■ TASK DIRECTIONS: Print the following data again line for line, without changing anything.

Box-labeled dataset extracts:
****
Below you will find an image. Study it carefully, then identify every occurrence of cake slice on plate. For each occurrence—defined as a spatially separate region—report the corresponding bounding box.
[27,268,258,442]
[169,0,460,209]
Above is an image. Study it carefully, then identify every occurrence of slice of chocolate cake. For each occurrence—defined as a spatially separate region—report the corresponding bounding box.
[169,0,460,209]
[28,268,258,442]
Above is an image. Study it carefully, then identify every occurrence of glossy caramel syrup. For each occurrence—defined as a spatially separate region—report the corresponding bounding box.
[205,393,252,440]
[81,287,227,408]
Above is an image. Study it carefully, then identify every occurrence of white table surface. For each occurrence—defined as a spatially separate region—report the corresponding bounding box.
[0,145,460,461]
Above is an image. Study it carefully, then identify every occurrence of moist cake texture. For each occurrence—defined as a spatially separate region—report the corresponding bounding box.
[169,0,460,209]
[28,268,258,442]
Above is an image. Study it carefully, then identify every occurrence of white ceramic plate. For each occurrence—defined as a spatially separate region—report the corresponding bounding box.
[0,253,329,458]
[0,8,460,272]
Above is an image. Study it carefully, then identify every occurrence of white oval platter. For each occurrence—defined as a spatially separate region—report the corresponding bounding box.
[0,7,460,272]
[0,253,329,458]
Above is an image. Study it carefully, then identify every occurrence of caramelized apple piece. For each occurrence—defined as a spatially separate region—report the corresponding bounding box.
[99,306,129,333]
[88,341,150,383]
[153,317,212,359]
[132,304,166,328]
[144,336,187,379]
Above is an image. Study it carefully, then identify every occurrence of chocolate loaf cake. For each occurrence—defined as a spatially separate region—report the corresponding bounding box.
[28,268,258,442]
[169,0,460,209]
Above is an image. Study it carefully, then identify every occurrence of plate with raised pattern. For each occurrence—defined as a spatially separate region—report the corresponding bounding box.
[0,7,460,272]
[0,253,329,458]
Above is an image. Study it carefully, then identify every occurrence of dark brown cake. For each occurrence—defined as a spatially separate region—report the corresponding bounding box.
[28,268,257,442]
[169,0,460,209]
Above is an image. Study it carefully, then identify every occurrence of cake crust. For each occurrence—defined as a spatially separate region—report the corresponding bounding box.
****
■ EXERCISE RESULT:
Below you will find an image. Study it carefully, then identify every occurrence of cake slice on plate. For each occurrence—defined as a spatially separate region—report the corresponding bounding box.
[27,268,258,442]
[169,0,460,209]
Above is an image. Study it carefully, then identify every occurrence of slice of chocolate cake. For each occurrence—defined as a spatially separate region—report the corresponding bounding box.
[169,0,460,209]
[28,268,258,442]
Above is an image. Study it carefully, then identify every occurrence of glossy caramel syrup. For each occurrence—defined as a spatially separate region—report the corresponding bounding box.
[205,393,252,440]
[81,287,227,408]
Above is an image. Study it carefully, then identify every occurrence of white table surface. For each occurrence—defined as a spatially separate region—report the corresponding bounding box.
[0,145,460,461]
Above is an image. Study it carefully, then identify every occurrence of moist cake texture. For each occurrence—defined as a spatially separate region—report the corresponding bounding box.
[169,0,460,209]
[28,268,258,442]
Above is an image. Study it carefully, then identify every occurrence of white ceramic plate. For each occurrence—defined as a spatially separate region—report the corresponding bounding box.
[0,253,329,458]
[0,8,460,272]
Above is an image. Study it carefully, then identify every occurrence of white oval platter. For each occurrence—defined as a spatially separate region—report the corresponding bounding box.
[0,7,460,272]
[0,253,329,458]
Above is an image. Study it carefully, then identify every occurrence of caramelized apple piece. For each occurrence—defined as a spatially separate region—report the corresponding bounding box.
[99,306,129,333]
[88,341,150,383]
[153,317,212,359]
[132,304,166,328]
[144,336,187,379]
Above is an image. Study it carefully, then identify every occurrence of chocolate loaf cake. For each occurrence—defined as a spatially separate region—report the corresponding bounding box.
[28,268,258,442]
[169,0,460,209]
Above is an image. Study it carefully, then identify every occurrence of plate with raised pattern. For each occurrence—defined as a spatially separate region—report the corresponding bounding box.
[0,7,460,272]
[0,253,329,458]
Above is an image. Study it carefully, then identify every occurrence of dark brown cake. For each occurrence—defined as a spatially separate region—report the corresponding bounding box.
[28,268,257,442]
[169,0,460,209]
Above is an image. Study it carefully, then identify every occurrence of cake crust. For each occurrence—defined as a spatially separate region—report the corresponding bounding box.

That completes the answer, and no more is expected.